:: Dataset extract

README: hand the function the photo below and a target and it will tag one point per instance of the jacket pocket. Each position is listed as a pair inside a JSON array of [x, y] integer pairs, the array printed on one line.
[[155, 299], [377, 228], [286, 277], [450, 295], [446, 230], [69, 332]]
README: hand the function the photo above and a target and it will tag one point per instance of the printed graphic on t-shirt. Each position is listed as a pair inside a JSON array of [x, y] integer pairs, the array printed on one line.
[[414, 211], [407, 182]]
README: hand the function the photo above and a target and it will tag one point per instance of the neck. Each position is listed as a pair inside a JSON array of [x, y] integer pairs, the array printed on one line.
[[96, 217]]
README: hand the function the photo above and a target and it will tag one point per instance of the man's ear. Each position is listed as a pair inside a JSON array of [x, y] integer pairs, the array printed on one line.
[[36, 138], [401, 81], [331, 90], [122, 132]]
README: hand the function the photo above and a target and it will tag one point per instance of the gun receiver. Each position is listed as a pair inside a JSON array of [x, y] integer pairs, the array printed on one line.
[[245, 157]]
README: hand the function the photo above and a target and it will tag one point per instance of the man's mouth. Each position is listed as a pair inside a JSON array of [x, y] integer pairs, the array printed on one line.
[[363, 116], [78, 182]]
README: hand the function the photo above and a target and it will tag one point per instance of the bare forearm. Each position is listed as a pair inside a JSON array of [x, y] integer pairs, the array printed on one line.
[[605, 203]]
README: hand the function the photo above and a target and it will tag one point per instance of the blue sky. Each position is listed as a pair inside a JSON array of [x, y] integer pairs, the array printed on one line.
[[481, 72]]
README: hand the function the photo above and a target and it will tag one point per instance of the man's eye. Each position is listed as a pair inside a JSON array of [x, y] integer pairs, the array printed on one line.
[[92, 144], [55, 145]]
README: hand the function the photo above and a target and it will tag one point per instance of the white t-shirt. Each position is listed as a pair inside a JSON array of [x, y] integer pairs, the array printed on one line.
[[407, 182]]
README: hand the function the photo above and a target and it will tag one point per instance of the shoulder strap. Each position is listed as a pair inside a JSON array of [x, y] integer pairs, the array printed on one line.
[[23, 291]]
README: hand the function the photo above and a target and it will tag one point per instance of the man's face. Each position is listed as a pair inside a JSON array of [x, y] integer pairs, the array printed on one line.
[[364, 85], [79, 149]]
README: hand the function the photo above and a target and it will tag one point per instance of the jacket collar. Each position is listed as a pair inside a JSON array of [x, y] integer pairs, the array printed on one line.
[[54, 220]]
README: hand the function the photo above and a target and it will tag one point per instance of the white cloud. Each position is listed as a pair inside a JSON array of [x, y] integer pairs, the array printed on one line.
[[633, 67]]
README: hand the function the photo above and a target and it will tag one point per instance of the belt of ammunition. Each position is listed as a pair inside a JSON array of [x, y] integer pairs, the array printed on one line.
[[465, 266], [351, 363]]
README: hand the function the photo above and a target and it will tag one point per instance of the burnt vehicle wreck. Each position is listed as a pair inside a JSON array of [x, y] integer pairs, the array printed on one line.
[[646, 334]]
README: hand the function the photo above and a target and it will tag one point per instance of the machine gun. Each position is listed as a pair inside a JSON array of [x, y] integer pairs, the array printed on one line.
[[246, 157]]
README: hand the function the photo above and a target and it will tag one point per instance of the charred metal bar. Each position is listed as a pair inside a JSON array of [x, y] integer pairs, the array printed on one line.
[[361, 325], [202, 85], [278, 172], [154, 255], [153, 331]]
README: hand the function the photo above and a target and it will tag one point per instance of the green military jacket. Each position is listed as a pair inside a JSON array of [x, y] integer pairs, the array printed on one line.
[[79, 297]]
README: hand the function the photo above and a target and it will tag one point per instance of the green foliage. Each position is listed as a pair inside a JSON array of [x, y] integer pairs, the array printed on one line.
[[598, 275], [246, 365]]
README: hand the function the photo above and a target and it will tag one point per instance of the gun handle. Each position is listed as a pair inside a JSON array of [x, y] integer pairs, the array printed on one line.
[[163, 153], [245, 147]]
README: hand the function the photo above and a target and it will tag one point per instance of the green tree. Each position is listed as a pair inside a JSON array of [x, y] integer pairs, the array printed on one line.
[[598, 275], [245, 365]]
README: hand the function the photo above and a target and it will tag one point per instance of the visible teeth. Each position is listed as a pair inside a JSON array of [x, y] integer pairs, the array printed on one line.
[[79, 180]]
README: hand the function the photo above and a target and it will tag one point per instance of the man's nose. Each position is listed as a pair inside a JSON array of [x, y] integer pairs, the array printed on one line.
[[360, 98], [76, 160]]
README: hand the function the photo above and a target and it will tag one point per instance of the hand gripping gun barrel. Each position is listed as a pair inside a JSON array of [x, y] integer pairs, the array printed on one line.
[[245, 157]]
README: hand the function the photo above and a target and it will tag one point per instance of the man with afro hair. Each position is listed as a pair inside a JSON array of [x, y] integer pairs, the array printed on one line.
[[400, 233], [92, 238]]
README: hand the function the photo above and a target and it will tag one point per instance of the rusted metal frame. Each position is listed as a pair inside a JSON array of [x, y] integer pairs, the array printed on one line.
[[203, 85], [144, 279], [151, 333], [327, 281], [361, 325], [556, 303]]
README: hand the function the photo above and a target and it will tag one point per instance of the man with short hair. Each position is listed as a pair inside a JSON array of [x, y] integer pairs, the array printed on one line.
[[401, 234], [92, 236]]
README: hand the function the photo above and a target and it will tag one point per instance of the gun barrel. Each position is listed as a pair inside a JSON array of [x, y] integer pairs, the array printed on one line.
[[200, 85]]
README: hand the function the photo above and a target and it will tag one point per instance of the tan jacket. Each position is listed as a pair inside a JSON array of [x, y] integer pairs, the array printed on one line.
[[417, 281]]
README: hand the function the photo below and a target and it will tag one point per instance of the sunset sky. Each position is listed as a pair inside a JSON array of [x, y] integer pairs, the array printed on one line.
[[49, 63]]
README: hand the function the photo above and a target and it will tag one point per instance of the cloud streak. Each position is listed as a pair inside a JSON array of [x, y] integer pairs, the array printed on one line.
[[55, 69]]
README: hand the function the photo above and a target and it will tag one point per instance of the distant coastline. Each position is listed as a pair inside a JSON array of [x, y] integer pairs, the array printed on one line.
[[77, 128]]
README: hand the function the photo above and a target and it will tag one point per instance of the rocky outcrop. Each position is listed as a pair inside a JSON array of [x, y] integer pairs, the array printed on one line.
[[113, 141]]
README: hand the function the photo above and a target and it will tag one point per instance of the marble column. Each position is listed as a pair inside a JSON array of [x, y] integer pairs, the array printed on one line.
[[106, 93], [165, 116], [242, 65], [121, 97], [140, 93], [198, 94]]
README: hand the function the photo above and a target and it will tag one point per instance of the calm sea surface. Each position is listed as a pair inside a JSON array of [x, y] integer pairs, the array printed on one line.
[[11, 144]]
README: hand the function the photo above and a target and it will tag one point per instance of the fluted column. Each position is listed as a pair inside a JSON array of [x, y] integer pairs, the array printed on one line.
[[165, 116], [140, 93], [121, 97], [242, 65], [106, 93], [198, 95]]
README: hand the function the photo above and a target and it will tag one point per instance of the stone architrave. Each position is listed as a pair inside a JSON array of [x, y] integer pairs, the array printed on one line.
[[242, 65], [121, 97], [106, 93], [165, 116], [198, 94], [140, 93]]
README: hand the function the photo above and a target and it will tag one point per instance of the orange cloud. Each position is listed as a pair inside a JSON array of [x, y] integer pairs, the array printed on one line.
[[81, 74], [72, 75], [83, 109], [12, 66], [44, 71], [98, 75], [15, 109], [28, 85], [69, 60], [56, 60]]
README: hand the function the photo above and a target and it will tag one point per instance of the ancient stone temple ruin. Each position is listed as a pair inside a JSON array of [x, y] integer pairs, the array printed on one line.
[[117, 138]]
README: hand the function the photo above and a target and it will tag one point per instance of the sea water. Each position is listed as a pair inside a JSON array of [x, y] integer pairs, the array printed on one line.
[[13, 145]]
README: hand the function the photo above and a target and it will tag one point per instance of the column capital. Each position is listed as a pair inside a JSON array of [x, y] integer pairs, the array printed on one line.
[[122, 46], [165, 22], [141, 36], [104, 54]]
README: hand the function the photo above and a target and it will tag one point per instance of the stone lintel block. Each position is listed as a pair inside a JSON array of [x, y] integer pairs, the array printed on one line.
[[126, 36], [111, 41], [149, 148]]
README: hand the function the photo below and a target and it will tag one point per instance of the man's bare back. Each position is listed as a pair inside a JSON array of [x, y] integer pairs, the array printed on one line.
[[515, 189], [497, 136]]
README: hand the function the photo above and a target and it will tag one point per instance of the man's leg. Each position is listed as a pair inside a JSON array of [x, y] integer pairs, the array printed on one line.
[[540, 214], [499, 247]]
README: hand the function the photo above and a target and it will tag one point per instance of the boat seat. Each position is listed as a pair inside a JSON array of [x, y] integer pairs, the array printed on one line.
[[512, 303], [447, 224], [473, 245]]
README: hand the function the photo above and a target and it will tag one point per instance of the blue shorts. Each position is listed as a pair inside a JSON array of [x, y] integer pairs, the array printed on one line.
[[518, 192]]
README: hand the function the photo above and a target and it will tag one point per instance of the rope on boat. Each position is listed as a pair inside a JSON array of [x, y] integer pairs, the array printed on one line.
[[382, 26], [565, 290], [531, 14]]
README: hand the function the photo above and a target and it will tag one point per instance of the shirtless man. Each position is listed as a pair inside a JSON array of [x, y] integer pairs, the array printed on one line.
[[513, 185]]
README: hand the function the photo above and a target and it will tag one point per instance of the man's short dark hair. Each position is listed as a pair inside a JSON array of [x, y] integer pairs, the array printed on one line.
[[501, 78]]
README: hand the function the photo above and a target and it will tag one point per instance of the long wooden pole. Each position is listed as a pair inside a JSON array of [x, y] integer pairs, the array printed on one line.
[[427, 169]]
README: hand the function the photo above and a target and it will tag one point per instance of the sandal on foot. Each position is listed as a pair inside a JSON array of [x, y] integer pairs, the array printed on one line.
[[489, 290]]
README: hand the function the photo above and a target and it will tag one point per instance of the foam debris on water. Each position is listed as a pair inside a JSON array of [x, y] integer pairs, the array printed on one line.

::::

Copy the lines of the listing word for word, starting at the line that contains "the man's mouth." and ending at the line that contains "[[633, 67]]", with both of those lines included.

README: hand the function the photo above and a target and it will tag one point per instance of the man's mouth. Each position is listed as a pair inside a JSON array of [x, y] integer pairs, the array printed on one line.
[[363, 116], [78, 182]]
README: hand the function the photo above and a target and it will tag one point per instance of the bare forearm. Each position is listed as a pair inside a JSON array of [x, y] integer pairs, the array printed on one line.
[[605, 203]]
README: hand the function the photo above and a target and it will tag one point per instance of the blue sky. Each position is listed as a pair inside a JSON array of [x, y] integer pairs, the array printed on one line.
[[481, 72]]
README: hand the function the photo above and a target and it will tag one point per instance of the man's eye. Each position is listed as a pair inside a JSON array of [x, y] integer pairs, the array printed on one line.
[[92, 144], [55, 145]]
README: hand the function the photo above and a target and it will tag one point per instance of the white t-shirt. Each position is listed as a pair inside a JSON array of [x, y] integer pairs, the array printed on one line.
[[407, 182]]
README: hand the function the photo above and a target and it will tag one point per instance of the shoulder strap. Each position is listed as a pair inside a JSON array of [x, y] integer pairs, the array printed on one line.
[[23, 291]]
README: hand the function the photo above and a target and it will tag one point per instance of the man's face. Each position is listed as a pair inside a JSON array of [x, y] integer pairs, the array printed on one line.
[[364, 85], [79, 149]]
README: hand the function the photo above and a target and it will tag one point per instance of the jacket collar. Each position is listed as a pair inside a JSON array of [x, y] integer pairs, the array printed on one line.
[[54, 220]]
README: hand the function the photo above and a target and it will tag one point per instance of the white cloud. Each position is listed as a pair inside a JSON array of [x, y] integer pairs, the array printed on one line.
[[633, 67]]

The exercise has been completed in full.